▶ Okuma metni:
________________________
Allahü teâlâ, Âdem aleyhisselâmdan beri insanları ebedî saâdete kavuşturmak için Peygamberler göndermiştir. Peygamberler, insanları kurtuluşa da’vet etmiş, doğru olan yolu, çektikleri bütün sıkıntı ve eziyetlere rağmen bıkmadan, yılmadan anlatmışlardır.

Peygamberlerin âhirete irtihâllerinden sonra da, onlara tâm tâbi olan, Allahü teâlânın sevgisi ile dolu, ma’nevî sırlar sâhibi âlim ve velî zâtlar, her memlekette ve her devirde bulunmuş ve insanların dîn ve dünyâ saâdetine ulaşmaları için çalışmışlardır. Onlar, Peygamberlerin vârisleri durumundadırlar ve onlara tâbi olmanın bereketiyle bunlar da seçilenler sınıfındandırlar.
________________________
▶ Kayıt kümesi:
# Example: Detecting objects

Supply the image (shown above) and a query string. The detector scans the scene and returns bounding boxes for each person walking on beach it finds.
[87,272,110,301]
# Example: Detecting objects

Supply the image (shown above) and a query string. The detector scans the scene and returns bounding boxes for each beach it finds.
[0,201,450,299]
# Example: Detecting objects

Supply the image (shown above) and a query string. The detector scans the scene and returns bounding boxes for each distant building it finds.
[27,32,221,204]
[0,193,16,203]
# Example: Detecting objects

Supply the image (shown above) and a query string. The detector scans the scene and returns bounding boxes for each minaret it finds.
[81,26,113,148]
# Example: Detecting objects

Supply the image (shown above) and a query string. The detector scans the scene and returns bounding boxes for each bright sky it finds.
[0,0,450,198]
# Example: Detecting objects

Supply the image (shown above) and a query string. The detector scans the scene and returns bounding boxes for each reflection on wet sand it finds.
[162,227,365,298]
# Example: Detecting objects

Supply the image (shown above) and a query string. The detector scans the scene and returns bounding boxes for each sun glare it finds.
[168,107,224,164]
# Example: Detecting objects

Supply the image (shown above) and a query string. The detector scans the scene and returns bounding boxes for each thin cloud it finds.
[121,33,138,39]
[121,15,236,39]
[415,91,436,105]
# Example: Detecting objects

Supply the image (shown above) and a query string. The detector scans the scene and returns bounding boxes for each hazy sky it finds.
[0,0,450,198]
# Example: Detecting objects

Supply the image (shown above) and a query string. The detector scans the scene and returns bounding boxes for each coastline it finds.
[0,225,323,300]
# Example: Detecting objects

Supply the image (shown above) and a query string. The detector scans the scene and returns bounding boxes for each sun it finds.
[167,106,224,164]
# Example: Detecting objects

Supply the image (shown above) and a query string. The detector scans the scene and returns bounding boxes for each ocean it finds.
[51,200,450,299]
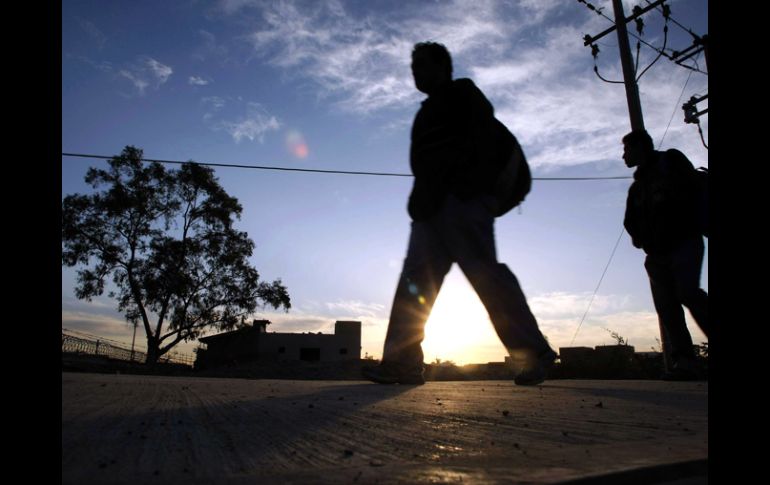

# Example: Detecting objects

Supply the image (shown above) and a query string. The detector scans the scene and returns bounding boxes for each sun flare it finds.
[422,270,506,365]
________________________
▶ Görev 1: Peygamberler hakkındaki metinde "Allahü teâlâ, Âdem" sözlerinden "bıkmadan, yılmadan anlatmışlardır." sözlerine kadar uzanan her şeyi olduğu gibi yazar mısın?
▶ Görev 2: Peygamberler hakkındaki metin, Peygamberlerden sonra gelen "âlim ve velî zâtlar" sözünden hemen önce bu zâtları hangi niteliklerle tanıtıyor? Hepsini sıralar mısın?
▶ Görev 3: Peygamberler ve vârisleri üzerine olan metni son cümlesinden sonra devam ettirir misin?

▶ Yanıt 1:
Allahü teâlâ, Âdem aleyhisselâmdan beri insanları ebedî saâdete kavuşturmak için Peygamberler göndermiştir. Peygamberler, insanları kurtuluşa da’vet etmiş, doğru olan yolu, çektikleri bütün sıkıntı ve eziyetlere rağmen bıkmadan, yılmadan anlatmışlardır.

▶ Yanıt 2:
- Peygamberlere tâm tâbi olan
- Allahü teâlânın sevgisi ile dolu
- Ma’nevî sırlar sâhibi

▶ Yanıt 3:
Sahâbe-i kirâm ve Tâbiîn devrinden başlayarak geniş İslâm dünyâsı içinde birçok âlim ve velî gelip geçmistir. Fâs’tan Hindistân’a; Yugoslavya’dan Orta Asya ve Çin’e; Kırım ve Kazan’dan Afrika’ya ve Yemen’e kadar birçok İslâm büyüğü vardır. Bir muallim, mürşid, rehber elinde yetişerek silsile yoluyla Peygamber Efendimize kadar gitmeleri; nerede ve hangi memlekette yetişirlerse yetişsinler, onları tek bir kaynağa bağlamıştır.

İslâm ve Türk târihi boyunca sultânlar, pâdişâhlar doğruyu onlarla bulmaya çalışmışlar, hakîkî (ya’nî ma’nevî) sultânların onlar olduklarını görmüşler, onların nasîhatleri ile devlete, millete ve insanlığa faydalı olmaya çalışmışlardır. Târih boyunca insanlığa huzûrlu devirler yaşatmış olan İslâm devletlerinin sultânları, hep bu büyüklerin rehberliğinde hizmete devâm etmişler, yeri gelince atlarının arkalarından gitmişler, bâzan onlarla berâber savaşlara katılmışlardır. Onlar, duâ ordularının kumandânları ve dertlerin ma’nevî tabîbleridirler.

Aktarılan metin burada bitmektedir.